#### Text extract

Start

“It’s as you wish,” said Mayor Hans Götze, on a walk through Ahrenshoop, a former fishing village turned artist colony on Fischland, Darss and Zingst, a three-part peninsula on the Baltic Sea in the northeast corner of Germany. He is referring to the beach’s
bathing-suit optional policy. “It’s been that way since the 1940s.”
On this late-June day, with the temperature hovering at unseasonably low 16C, it’s hard to imagine anyone opting to go sans suit, or even sans sweater, but this is what I have come to see. Germany may not be the first European to come to mind when considering a sun holiday, but the white sand beaches of the former East German state of Mecklenburg-Lower Pomerania are a local draw, last year attracting 6.8 million visitors — 80% from Germany, the rest mainly from Sweden, Switzerland and Austria.
This little corner of Germany was cut off from the West until German reunification in 1990 and sees far less British or North American tourists, but English-speakers are easy to find. (In 2011, 821 Canadians visited the state.)
From a cliff at the ancient borderline between Vordarss, where Ahrenshoop lies, and Fischland, considered to be the place to see the beach at its best, we watch as waves churn in the tideless Baltic Sea.
Holiday-makers brace themselves against the wind as they traverse the beach with jackets zipped. Walking, cycling, sailing and kite-sailing are favourite pastimes and I’m told a brisk walk in the salty sea air cleanses your lungs of city grime.
With no tide to wash them away, the Baltic beaches are always wide, white and beautiful, but I am disappointed with the weather. This year, like last, is unusually cool, which explains why the beaches are populated primarily by empty red- and blue-striped beach chairs, lined up waiting to be put into service.

End

#### Data entries
Start

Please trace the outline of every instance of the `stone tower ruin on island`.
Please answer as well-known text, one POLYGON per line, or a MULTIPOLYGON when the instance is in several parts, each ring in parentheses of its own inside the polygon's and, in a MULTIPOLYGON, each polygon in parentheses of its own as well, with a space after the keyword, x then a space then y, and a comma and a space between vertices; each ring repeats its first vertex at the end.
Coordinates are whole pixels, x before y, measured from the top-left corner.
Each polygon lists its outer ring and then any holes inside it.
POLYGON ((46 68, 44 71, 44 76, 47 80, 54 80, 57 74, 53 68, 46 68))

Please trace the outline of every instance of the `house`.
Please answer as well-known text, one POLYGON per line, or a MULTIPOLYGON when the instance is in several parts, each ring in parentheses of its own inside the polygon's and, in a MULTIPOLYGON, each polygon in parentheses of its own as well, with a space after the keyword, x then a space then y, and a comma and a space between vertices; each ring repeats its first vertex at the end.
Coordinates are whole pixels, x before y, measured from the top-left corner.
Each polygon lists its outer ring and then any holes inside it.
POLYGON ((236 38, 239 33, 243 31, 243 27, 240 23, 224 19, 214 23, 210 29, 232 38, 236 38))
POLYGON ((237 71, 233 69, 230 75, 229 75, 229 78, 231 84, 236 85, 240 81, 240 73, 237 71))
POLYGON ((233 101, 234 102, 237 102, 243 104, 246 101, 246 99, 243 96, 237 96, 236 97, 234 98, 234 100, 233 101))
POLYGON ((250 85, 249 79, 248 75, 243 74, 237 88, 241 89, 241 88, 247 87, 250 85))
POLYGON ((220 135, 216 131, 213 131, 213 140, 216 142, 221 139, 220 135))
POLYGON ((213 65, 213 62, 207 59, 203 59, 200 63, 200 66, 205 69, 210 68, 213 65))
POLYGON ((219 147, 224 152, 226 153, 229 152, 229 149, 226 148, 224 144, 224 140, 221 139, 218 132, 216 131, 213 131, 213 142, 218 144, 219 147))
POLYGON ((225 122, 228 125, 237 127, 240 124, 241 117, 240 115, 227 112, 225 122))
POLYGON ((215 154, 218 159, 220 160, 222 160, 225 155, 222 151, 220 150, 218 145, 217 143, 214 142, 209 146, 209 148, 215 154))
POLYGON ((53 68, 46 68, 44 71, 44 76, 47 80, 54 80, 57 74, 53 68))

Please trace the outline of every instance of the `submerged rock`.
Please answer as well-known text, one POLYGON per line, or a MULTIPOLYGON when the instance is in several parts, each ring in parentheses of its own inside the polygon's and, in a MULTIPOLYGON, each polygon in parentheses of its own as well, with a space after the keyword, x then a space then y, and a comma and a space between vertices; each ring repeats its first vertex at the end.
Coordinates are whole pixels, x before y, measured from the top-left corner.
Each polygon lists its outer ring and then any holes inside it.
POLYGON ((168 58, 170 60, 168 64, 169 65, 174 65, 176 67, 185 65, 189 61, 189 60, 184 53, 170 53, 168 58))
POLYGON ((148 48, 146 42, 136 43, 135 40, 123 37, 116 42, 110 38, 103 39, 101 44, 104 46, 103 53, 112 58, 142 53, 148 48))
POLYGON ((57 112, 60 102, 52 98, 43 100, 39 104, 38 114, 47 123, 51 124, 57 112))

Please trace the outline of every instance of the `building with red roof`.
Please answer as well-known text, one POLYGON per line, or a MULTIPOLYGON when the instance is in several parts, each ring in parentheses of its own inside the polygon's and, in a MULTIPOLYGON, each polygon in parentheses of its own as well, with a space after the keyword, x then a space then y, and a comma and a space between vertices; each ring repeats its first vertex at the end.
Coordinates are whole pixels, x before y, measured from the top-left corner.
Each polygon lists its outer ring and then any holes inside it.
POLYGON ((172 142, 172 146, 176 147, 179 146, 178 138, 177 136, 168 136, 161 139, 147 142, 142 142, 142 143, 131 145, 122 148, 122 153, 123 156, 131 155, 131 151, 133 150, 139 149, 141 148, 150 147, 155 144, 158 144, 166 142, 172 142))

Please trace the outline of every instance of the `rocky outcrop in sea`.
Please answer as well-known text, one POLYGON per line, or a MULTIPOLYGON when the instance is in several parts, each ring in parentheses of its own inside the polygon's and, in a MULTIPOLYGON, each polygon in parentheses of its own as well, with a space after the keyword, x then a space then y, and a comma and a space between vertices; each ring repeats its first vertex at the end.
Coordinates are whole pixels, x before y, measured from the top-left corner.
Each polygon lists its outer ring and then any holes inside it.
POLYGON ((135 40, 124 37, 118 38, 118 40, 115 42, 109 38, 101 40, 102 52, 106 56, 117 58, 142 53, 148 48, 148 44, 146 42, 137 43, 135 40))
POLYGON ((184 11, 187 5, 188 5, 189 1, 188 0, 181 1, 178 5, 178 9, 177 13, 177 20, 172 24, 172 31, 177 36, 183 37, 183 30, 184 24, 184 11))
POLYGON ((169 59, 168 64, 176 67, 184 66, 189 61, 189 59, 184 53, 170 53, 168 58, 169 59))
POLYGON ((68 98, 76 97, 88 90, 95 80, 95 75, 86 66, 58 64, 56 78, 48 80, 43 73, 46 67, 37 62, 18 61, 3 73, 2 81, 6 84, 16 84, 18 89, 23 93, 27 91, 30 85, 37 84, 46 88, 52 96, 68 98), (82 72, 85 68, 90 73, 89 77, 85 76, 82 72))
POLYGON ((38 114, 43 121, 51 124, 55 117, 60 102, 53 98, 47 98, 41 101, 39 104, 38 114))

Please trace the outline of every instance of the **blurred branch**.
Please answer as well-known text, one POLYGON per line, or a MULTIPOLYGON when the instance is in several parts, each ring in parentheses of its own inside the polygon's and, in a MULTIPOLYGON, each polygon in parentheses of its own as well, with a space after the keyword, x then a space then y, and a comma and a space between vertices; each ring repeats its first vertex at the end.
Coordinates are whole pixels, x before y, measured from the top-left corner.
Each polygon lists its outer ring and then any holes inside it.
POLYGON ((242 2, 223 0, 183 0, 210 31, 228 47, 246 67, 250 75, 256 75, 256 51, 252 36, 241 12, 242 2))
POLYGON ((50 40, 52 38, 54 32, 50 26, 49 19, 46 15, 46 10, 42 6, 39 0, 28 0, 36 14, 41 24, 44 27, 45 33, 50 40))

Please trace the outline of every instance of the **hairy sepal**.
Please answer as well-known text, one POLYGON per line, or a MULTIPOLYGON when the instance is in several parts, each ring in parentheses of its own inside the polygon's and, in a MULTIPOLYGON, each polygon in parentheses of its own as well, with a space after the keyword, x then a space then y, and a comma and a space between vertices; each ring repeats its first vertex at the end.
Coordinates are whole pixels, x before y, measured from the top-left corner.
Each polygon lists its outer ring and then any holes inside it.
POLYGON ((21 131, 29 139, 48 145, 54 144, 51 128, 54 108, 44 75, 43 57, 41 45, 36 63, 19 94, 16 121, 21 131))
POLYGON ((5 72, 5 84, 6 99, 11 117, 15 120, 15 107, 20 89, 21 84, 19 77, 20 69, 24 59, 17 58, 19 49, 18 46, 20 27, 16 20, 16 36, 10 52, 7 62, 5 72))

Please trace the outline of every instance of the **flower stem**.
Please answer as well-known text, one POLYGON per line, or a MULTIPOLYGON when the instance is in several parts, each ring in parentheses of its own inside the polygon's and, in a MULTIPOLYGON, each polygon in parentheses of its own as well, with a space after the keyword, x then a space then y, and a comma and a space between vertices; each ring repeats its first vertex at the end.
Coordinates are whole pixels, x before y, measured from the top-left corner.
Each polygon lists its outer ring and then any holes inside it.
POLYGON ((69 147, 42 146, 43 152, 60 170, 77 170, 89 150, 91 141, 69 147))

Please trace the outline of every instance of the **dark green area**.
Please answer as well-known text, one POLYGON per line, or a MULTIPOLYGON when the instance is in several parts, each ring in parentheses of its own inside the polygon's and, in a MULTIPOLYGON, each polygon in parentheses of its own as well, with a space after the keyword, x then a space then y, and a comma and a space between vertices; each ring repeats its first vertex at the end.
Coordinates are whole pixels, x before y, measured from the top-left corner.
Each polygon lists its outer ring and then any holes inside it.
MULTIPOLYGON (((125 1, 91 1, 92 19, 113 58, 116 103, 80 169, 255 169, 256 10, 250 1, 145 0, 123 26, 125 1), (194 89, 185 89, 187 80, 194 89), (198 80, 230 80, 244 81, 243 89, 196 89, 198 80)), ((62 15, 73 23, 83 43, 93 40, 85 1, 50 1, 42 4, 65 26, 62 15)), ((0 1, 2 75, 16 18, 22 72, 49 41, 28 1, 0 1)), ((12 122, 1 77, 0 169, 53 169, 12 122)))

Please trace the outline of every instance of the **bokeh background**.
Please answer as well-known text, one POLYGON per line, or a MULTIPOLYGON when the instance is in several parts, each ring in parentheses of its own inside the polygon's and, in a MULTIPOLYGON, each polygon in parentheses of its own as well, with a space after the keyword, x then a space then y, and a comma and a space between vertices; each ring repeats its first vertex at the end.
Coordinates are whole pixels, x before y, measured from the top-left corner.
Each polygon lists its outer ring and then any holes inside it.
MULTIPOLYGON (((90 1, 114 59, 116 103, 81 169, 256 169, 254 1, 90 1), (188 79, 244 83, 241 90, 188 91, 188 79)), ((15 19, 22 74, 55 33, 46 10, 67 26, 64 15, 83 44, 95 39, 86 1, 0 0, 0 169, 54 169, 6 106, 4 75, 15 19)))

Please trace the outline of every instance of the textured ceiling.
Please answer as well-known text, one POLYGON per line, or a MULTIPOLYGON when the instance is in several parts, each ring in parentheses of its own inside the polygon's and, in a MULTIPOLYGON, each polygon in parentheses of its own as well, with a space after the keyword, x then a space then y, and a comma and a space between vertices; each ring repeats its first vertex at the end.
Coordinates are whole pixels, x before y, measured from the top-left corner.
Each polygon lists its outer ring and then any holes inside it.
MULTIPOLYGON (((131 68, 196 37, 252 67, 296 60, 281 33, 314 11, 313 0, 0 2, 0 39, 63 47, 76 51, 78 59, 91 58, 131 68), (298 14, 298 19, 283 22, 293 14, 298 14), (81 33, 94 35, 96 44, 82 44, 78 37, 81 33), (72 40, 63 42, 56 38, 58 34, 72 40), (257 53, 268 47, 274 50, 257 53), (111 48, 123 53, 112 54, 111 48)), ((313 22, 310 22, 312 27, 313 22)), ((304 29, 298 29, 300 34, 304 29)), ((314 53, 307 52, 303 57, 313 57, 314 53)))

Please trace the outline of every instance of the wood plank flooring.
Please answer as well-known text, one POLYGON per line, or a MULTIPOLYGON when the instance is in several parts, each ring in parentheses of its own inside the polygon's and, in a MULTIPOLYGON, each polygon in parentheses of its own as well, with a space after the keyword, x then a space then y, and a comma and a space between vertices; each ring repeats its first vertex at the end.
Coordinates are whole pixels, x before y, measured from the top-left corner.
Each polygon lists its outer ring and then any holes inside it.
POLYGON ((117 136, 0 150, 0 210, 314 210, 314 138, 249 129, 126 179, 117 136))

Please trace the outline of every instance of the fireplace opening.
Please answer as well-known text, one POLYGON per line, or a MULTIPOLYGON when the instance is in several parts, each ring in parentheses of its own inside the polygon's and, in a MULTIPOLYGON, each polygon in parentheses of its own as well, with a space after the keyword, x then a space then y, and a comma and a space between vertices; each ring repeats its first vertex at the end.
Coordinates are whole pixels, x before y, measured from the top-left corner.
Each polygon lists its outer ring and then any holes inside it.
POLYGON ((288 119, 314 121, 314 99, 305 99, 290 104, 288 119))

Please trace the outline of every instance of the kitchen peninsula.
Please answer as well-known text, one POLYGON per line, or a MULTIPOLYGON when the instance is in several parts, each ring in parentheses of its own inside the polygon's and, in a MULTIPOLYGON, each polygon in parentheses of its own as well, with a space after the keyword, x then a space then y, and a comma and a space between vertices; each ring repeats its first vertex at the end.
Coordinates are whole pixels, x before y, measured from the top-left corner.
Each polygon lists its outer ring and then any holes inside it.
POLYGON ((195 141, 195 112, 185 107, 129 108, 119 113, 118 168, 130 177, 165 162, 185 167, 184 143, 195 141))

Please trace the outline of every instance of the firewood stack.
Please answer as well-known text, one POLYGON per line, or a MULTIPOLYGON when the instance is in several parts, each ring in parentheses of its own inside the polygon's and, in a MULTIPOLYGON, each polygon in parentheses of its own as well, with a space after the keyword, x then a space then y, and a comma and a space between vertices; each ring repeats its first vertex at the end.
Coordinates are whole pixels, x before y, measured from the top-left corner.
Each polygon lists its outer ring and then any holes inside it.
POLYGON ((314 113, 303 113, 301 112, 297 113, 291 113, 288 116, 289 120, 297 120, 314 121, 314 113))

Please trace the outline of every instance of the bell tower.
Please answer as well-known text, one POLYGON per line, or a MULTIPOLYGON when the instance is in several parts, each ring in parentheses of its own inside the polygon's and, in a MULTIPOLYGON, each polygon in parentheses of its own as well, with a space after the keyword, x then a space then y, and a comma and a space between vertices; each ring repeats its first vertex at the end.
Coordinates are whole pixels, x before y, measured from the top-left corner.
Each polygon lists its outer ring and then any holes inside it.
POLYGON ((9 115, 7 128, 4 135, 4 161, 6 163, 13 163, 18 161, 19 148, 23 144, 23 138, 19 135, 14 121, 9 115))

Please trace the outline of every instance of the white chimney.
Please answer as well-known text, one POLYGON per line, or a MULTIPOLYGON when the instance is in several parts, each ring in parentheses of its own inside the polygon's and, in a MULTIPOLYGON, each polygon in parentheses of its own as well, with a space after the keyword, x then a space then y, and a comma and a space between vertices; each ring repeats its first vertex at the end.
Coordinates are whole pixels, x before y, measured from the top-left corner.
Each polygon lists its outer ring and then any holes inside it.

End

#### Aim
Write out the passage of the Baltic beach text starting with "From a cliff" and going on through "tideless Baltic Sea.".

#### Correct result
From a cliff at the ancient borderline between Vordarss, where Ahrenshoop lies, and Fischland, considered to be the place to see the beach at its best, we watch as waves churn in the tideless Baltic Sea.